**EXCERPTED TEXT:**
------------

Bill Blunk (Joliet Central, Physics) Garbage
Bill has given up trying to make garbage attractive, so he showed a
method
to make your garbage repulsive to everybody else. Specifically,
he used
rabbit fur [the remains of Poor Thumper, who gave his/her all
to
science], a hard plastic rod [for electrostatics experiments], and
plastic foam packing
material in sheet form. He formed a ring out of the packing
material, and used
the Poor Thumper [rabbit fur] to charge both the rod and the
ring.
Then he threw the ring into the air, and it "floated" in the air above
the rod.
Since the ring and the rod contained charges of the same sign, courtesy
of Poor
Thumper, the ring was held aloft by the repulsive electric force
between
them. The ring could
conveniently [or inconveniently] be dropped on a nearby person's head
by taking
the rod away. [Note for animal activists:
artificial fur
works pretty well also!] If you don't have a rod, it will
work very
well with an inflated and electrically charged rubber balloon, as Bill
showed us. You made a repulsive display attractive to us, Bill!
Thanks!

------------

**THE INPUT:**
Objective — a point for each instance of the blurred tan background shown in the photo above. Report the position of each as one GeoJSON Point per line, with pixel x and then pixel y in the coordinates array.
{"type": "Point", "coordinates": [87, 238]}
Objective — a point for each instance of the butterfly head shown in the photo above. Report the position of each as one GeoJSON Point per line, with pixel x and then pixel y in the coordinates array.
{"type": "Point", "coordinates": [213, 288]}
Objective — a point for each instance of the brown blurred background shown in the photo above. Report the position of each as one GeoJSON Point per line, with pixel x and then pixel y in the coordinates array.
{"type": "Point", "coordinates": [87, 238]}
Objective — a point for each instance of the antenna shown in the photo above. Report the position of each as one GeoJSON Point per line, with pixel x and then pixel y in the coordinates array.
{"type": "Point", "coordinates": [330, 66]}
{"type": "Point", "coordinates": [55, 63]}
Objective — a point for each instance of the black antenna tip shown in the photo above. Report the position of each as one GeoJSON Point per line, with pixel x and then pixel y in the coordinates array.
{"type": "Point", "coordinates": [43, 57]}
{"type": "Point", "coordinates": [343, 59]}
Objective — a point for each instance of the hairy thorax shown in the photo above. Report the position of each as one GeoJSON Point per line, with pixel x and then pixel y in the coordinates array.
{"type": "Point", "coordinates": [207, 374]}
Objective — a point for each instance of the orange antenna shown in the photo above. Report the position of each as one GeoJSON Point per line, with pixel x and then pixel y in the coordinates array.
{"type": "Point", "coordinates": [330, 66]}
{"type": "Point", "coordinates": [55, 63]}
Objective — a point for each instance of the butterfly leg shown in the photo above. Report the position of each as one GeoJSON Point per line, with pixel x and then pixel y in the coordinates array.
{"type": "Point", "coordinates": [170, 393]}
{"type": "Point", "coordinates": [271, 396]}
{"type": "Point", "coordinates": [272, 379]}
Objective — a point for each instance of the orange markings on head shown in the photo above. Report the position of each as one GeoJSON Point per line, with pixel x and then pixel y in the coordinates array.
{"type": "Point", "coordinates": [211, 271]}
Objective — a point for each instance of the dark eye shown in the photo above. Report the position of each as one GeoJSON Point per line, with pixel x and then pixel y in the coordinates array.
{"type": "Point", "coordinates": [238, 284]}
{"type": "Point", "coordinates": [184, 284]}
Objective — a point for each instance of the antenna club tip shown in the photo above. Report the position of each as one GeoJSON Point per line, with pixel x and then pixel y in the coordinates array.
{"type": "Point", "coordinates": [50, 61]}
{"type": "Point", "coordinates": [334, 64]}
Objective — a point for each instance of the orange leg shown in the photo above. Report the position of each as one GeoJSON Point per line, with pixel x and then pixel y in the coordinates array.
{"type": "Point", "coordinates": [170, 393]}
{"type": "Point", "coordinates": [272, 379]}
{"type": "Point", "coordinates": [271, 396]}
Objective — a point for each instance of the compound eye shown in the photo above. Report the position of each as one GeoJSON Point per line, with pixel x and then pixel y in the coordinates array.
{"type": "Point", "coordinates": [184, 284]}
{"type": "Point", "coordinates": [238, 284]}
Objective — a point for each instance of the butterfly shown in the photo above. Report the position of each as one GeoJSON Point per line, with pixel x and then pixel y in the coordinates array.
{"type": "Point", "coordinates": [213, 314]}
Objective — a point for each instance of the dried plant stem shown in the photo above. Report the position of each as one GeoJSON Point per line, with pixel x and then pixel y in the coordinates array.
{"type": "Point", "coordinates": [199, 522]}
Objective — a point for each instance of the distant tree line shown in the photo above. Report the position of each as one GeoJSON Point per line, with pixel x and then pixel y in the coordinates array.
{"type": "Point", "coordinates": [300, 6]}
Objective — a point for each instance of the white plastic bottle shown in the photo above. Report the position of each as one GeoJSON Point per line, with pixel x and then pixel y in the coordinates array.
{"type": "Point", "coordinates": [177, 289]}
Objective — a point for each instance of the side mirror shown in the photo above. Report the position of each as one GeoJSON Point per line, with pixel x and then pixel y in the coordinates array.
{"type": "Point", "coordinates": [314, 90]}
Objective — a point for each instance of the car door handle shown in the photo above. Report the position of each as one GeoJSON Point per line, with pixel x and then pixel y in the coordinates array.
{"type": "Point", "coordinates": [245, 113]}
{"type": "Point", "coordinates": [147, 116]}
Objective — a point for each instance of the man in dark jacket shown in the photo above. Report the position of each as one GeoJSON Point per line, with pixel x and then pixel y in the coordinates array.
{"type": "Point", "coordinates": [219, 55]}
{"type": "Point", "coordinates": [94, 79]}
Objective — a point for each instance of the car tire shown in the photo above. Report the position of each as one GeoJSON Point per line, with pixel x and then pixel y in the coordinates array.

------------

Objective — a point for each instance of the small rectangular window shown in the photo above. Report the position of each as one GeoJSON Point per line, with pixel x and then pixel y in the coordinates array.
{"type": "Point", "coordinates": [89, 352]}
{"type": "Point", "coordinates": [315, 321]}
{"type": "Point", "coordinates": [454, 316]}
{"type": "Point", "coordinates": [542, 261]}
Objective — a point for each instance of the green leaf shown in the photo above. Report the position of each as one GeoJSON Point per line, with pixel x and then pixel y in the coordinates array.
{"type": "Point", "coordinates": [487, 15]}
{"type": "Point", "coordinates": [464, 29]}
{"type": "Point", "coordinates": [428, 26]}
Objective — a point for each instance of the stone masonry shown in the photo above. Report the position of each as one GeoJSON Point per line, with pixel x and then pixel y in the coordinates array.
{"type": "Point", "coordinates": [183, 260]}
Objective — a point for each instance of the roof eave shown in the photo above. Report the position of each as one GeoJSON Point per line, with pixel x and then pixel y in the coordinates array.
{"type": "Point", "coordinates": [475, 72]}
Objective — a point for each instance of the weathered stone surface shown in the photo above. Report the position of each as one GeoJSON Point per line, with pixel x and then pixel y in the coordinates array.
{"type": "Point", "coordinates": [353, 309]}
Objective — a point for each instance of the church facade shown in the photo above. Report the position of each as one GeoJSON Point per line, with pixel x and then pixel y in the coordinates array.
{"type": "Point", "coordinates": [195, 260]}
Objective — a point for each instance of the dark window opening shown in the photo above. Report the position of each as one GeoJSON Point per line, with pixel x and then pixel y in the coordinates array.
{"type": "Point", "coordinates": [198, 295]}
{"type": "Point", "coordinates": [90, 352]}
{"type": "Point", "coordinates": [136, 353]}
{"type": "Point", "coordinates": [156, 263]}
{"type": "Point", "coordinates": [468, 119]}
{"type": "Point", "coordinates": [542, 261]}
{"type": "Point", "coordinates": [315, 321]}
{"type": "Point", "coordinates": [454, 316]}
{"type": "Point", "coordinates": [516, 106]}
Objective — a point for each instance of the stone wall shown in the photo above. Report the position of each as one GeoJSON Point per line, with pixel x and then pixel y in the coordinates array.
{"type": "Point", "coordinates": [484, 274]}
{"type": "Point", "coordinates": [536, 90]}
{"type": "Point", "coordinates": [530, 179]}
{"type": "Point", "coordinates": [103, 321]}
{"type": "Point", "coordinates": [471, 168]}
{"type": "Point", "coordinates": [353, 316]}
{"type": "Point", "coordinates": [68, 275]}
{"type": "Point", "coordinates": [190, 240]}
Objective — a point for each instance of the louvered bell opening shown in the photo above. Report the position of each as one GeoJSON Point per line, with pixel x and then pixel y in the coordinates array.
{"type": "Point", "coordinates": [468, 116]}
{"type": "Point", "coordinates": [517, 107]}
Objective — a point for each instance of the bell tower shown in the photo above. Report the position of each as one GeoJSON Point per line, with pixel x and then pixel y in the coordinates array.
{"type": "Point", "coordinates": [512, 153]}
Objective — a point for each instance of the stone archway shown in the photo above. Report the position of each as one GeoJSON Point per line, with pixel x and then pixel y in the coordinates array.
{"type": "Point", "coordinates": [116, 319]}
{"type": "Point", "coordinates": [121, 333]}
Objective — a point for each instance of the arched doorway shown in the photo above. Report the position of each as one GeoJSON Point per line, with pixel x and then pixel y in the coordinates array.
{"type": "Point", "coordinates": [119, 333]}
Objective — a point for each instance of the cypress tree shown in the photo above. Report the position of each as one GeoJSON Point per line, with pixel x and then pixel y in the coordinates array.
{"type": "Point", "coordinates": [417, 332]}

------------

**TASK LIST:**
1/ Rewrite the stretch of the floating-ring passage from "Since the ring" through "to us, Bill!", putting "tube" wherever "rod" appears.
2/ Transcribe the stretch of the records from the line containing "Objective — a point for each instance of the man" through the line containing "Objective — a point for each instance of the car tire".
The records are unrelated to the floating-ring passage.

**ANSWERS FOR THIS EXERCISE:**
1/
Since the ring and the tube contained charges of the same sign, courtesy
of Poor
Thumper, the ring was held aloft by the repulsive electric force
between
them. The ring could
conveniently [or inconveniently] be dropped on a nearby person's head
by taking
the tube away. [Note for animal activists:
artificial fur
works pretty well also!] If you don't have a tube, it will
work very
well with an inflated and electrically charged rubber balloon, as Bill
showed us. You made a repulsive display attractive to us, Bill!

2/
Objective — a point for each instance of the man in dark jacket shown in the photo above. Report the position of each as one GeoJSON Point per line, with pixel x and then pixel y in the coordinates array.
{"type": "Point", "coordinates": [219, 55]}
{"type": "Point", "coordinates": [94, 79]}
Objective — a point for each instance of the car tire shown in the photo above. Report the position of each as one GeoJSON Point per line, with pixel x and then pixel y in the coordinates array.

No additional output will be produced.